Prompt A: In the Ollama post, reproduce the part that opens with the words containing "Claude Code can" and closes with "local AI goodness.", substituting "GPU workstation" for every "DGX Spark".
Prompt B:
Answer these from the Ollama post:
(i) Starting with which Ollama version is it compatible with the Anthropic Messages API?
(ii) On what date was the post published?
(iii) What hardware does the writer fire up to test local models?
Prompt C: What tags are attached to the Ollama post?
======== Supplied text
Ollama Now Speaks Messages API

Posted on 2026-01-22 - ai ollama claude-code dgx-spark

The News: Ollama Learns a New Language

Claude Code can now talk to your locally-hosted models without any extra adapters, proxies, or dark magic.

"Ollama v0.14.0 and later are now compatible with the Anthropic Messages API, making it possible to use tools like Claude Code with open-source models." — Ollama Blog

Cue the excitement: Finally! Unlimited coding on steroids! No more watching your token budget evaporate! 24/7 AI-assisted development without the API bill anxiety!

...right?

Why Test This, You Ask?

Naturally, I had to try this immediately. What better excuse to fire up the DGX Spark and see what these local models can really do?

If you're running a DGX Spark (or any beefy GPU setup), this means you can now fire up Claude Code and have it talk to whatever model you've got running locally. Zero cloud dependency. Zero API costs eating into your coffee budget. Just pure, local AI goodness.

But does it actually work? Let's find out.

Setting It Up

Which Model?
================
======== Data shown
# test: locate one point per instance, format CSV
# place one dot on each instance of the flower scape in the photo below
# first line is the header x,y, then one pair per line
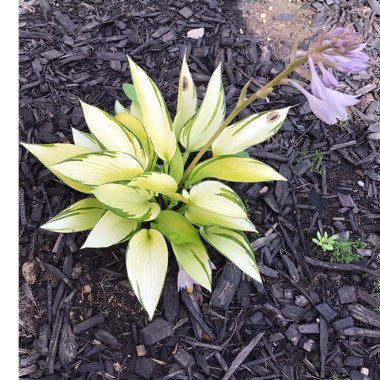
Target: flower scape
x,y
140,189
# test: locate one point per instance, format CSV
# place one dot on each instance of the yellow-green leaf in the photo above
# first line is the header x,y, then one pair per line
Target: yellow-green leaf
x,y
202,217
187,98
176,166
194,260
154,112
95,169
209,117
128,202
50,154
81,216
112,134
86,140
147,263
118,107
250,131
176,228
234,169
218,198
235,246
109,230
157,182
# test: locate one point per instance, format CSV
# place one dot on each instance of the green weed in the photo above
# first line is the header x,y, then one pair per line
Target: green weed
x,y
344,251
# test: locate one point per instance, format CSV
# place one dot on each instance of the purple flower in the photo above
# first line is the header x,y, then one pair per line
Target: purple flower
x,y
327,76
327,104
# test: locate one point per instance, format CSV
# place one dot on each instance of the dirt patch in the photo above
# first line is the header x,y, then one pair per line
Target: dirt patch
x,y
279,22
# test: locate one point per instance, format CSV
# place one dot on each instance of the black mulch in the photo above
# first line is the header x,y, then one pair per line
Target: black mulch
x,y
311,319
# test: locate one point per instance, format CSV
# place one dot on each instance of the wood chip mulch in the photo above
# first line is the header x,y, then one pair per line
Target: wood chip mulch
x,y
310,319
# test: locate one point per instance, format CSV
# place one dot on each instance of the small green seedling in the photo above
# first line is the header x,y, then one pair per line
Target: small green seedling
x,y
376,285
343,251
325,241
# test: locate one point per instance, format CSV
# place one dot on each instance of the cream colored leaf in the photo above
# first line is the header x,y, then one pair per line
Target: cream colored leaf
x,y
233,169
95,169
147,263
235,246
155,115
80,216
250,131
128,202
109,230
209,117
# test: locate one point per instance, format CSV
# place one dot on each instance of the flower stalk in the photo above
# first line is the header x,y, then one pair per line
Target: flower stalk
x,y
238,108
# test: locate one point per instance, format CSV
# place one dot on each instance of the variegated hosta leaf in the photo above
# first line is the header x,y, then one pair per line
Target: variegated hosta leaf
x,y
250,131
218,198
155,115
235,246
176,228
112,134
194,260
187,98
233,169
176,166
50,154
147,263
202,217
134,110
128,202
81,216
109,230
156,182
86,140
135,125
95,169
130,92
118,107
209,117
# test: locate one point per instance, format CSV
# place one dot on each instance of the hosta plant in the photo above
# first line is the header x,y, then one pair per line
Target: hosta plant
x,y
133,167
================
Answer area A:
Claude Code can now talk to your locally-hosted models without any extra adapters, proxies, or dark magic.

"Ollama v0.14.0 and later are now compatible with the Anthropic Messages API, making it possible to use tools like Claude Code with open-source models." — Ollama Blog

Cue the excitement: Finally! Unlimited coding on steroids! No more watching your token budget evaporate! 24/7 AI-assisted development without the API bill anxiety!

...right?

Why Test This, You Ask?

Naturally, I had to try this immediately. What better excuse to fire up the GPU workstation and see what these local models can really do?

If you're running a GPU workstation (or any beefy GPU setup), this means you can now fire up Claude Code and have it talk to whatever model you've got running locally. Zero cloud dependency. Zero API costs eating into your coffee budget. Just pure, local AI goodness.

Answer area B:
(i) v0.14.0
(ii) 2026-01-22
(iii) The DGX Spark

Answer area C: ai, ollama, claude-code, dgx-spark